Texte à lire:
+++

Société

Savoir reconnaître les comportements qui mènent au féminicide

le lundi 05 avril 2021
Modifié à 12 h 11 min le 01 avril 2021
Par Mario Pitre

mpitre@gravitemedia.com

Les nombreux féminicides perpétrés au cours des dernières semaines au Québec suscitent une réflexion sur ce triste phénomène. Pour Mario Trépanier, avant même de penser à la répression, il importe d’agir en prévention et de reconnaître les signes annonciateurs de tels crimes. Bien que le taux d’homicides intrafamiliaux a diminué de 47% au cours des 30 dernières années, on dénombre tout de même une moyenne de 19 homicides par année en moyenne, au cours des 10 dernières années. Coordonnateur et intervenant à l’organisme Via l’Anse, spécialisé en matière de violence conjugale et familiale, Mario Trépanier estime que le tissu social, l’entourage, font une grande différence dans le signalement de situations de couple potentiellement explosives. Il mentionne d’une part que 75% des homicides familiaux surviennent dans un contexte de séparation, une réalité que plusieurs hommes refusent d’admettre. C’est là un des premiers signes à surveiller, selon lui. À cela, on peut aussi constater une hausse et une amplification des gestes de violence, qu’elle soit physique, psychologique ou sexuelle. Une attitude de possessivité, de jalousie, du harcèlement. Les idées suicidaires doivent aussi être considérées.

+++

Éléments d'un jeu de données:
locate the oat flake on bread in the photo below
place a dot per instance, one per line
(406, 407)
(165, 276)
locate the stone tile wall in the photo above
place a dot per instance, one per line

+++

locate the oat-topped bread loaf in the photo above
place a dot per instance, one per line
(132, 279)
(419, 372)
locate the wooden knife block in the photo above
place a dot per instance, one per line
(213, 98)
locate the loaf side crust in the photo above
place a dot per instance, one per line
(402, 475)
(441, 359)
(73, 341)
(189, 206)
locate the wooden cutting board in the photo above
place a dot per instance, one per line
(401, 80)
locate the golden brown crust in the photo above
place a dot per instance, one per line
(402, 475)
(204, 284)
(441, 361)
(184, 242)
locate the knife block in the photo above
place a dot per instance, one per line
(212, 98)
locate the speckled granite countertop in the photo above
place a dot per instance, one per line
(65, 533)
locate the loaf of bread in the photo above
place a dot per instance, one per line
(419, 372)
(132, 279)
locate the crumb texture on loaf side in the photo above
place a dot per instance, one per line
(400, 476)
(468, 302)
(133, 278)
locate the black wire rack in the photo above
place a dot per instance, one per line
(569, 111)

+++

Consigne 1:
Dressez la liste des signes à surveiller, selon Mario Trépanier, que mentionne le texte sur les féminicides.
Consigne 2:
D'après le texte sur les féminicides, quelle proportion des homicides familiaux survient dans un contexte de séparation ?
Les données n'interviennent pas dans ce travail.

Réponse attendue 1:
- Un contexte de séparation, que plusieurs hommes refusent d'admettre
- Une hausse et une amplification des gestes de violence, qu'elle soit physique, psychologique ou sexuelle
- Une attitude de possessivité
- La jalousie
- Le harcèlement
- Les idées suicidaires

Réponse attendue 2:
75 % des homicides familiaux surviennent dans un contexte de séparation.